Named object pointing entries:
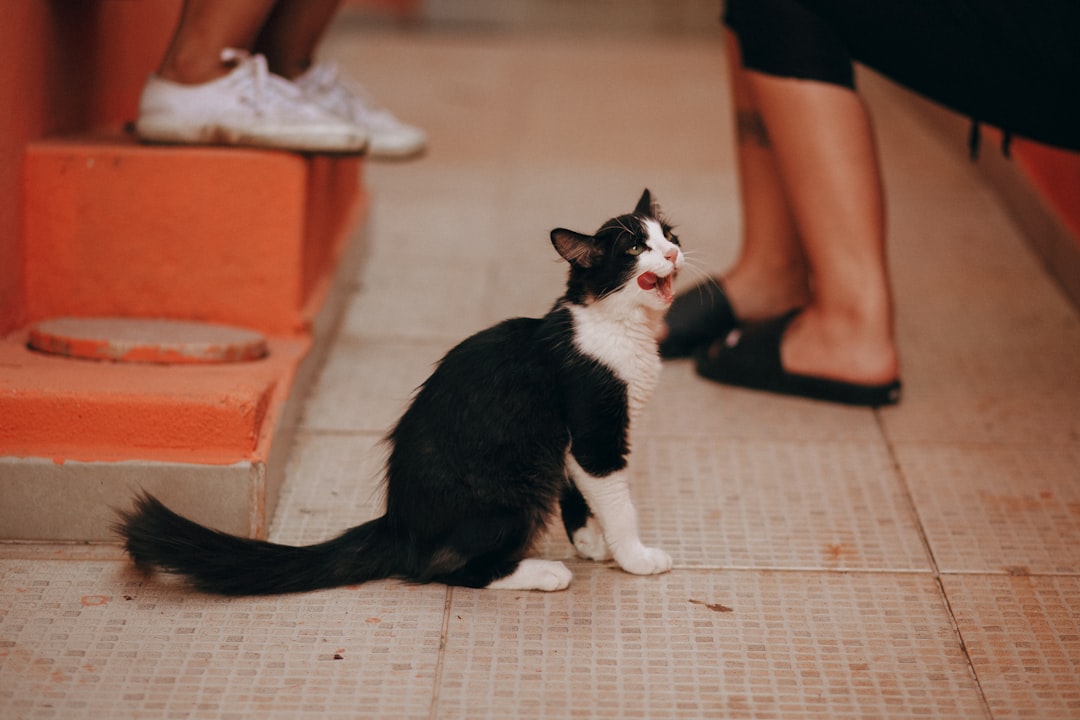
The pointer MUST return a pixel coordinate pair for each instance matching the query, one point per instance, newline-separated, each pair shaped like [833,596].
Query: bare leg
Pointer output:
[206,27]
[293,32]
[823,143]
[770,274]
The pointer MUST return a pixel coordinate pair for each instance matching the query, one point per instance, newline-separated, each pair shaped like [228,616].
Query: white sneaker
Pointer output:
[250,107]
[388,136]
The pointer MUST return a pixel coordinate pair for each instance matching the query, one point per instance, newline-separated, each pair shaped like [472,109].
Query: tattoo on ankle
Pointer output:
[751,130]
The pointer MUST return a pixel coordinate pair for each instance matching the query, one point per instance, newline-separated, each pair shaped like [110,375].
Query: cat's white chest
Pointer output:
[626,348]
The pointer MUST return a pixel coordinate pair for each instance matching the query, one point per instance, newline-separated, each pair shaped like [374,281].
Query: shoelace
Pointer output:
[326,80]
[269,91]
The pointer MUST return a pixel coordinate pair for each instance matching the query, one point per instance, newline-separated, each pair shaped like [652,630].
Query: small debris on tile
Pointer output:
[715,607]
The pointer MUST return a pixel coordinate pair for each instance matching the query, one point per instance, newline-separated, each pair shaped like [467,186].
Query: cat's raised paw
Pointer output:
[589,541]
[532,574]
[645,560]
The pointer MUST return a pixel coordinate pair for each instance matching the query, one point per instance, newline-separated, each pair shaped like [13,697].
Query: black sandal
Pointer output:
[750,357]
[697,317]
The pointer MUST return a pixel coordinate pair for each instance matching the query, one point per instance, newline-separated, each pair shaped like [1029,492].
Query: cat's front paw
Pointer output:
[589,541]
[644,560]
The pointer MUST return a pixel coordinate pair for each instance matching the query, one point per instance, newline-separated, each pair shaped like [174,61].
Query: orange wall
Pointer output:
[71,65]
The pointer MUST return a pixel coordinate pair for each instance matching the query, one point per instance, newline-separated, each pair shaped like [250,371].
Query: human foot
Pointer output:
[753,356]
[248,106]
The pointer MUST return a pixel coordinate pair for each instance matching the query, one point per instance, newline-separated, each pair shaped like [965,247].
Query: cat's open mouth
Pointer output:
[649,281]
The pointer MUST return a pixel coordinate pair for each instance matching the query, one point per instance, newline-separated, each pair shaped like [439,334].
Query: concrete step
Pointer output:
[266,241]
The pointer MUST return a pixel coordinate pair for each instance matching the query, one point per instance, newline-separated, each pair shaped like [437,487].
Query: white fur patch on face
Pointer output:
[659,265]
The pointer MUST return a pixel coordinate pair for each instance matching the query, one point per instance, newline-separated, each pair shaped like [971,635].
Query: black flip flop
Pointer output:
[750,357]
[697,317]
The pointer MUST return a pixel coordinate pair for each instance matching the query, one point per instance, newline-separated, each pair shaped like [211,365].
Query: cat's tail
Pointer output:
[220,564]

**WORK TO COMPLETE**
Each entry gets copied exactly; the pictures stay out.

**WRITTEN ANSWER**
The pointer MUST return a pixel coordinate pair for each instance matching the query, one point per instance, newline-separated, each pair shaped like [833,596].
Query: bare leg
Pointer output:
[206,27]
[293,32]
[823,143]
[770,274]
The pointer MUST return a pixel coordinate pair for each instance matching the query, one point per instance, newline-separated, each pair shaped like [228,616].
Query: white sneaker
Pointer output:
[250,107]
[388,136]
The pointer MUST return a pixel coordinate pair for each instance matching the query, one point per instance, newline-separated, each pair shaped like [472,109].
Query: tattoo on ankle
Pointer output:
[751,130]
The pointer MUST return a pixel coordinate pair for each instance matching the query, one point per instance, newline-separated, each pair shaped like [110,375].
Query: cat's white chest
Pointer output:
[626,348]
The pointer MUST return a pixel coordinate pair for each instance matching the query, one point per instance, newline-separated, each pair shaped like [374,281].
Query: shoelace
Pointer output:
[326,80]
[269,91]
The pointer MUST return a pixel coordinate pair for each instance matching the query, one point per instance, newline-separated, each pair shaped like [652,630].
Query: small debris on tile
Pointer output:
[715,607]
The pointer MUST return a pixel coordinate pair for each instance matching the query, one point per instance, newline-separated, each pair shaped like [467,186].
Query: cat's raised paw
Pointer output:
[589,541]
[532,574]
[645,560]
The pointer MUST return a pixel coordinate pair for each instance matching the query, one point per instance, newline-separated, each pair shaped like [13,697].
Query: black sandal
Pointer output:
[750,357]
[697,317]
The pointer MUST return a pixel coordinate pair for each instance matching the query, one point per instance, newline-separated, each pair shaped like [1029,492].
Query: cat's front paw
Pointer output:
[589,541]
[644,560]
The pointer MUST return a pixel coordinate pair for each instance matching the query, one point per instance, newline-separated, each pair shaped like [174,61].
Query: orange wall
Pointer output:
[71,65]
The pointer MUST return a pixel coordinate pair for each instance matching the query, one point per instance, newline-separated, each pair shaped like [250,371].
Query: human foot
Pointer output:
[753,356]
[248,106]
The pointer MUST return a pixel coordinate pair for each instance matching the query, one point per instance, newline-separated, each pair shaped like [965,247].
Query: cat's open mouth
Pointer output:
[649,281]
The pointer MUST return a pixel coordinate pair for each instance matching the query, one point per instance, newline-separated, each pair shaped like [439,334].
Query: concrete step
Pointer output:
[266,241]
The pointer MUST return a pixel coordinate pair for each instance matching the query, one point per instance, newline-separated, each pair shaped like [437,487].
Query: white fur patch on face
Pointer output:
[659,265]
The pointer MUST return a pixel coordinate pair for each instance matching the query, one point per instance, newline-separated, each pair shaped like [971,635].
Query: black flip flop
Pointer output:
[750,357]
[697,317]
The pointer MUST return a pixel coordinate pair for each instance matching the query, one point per instance, newline-separated, each pair shaped like [211,365].
Query: cat's tail
Pointer output:
[220,564]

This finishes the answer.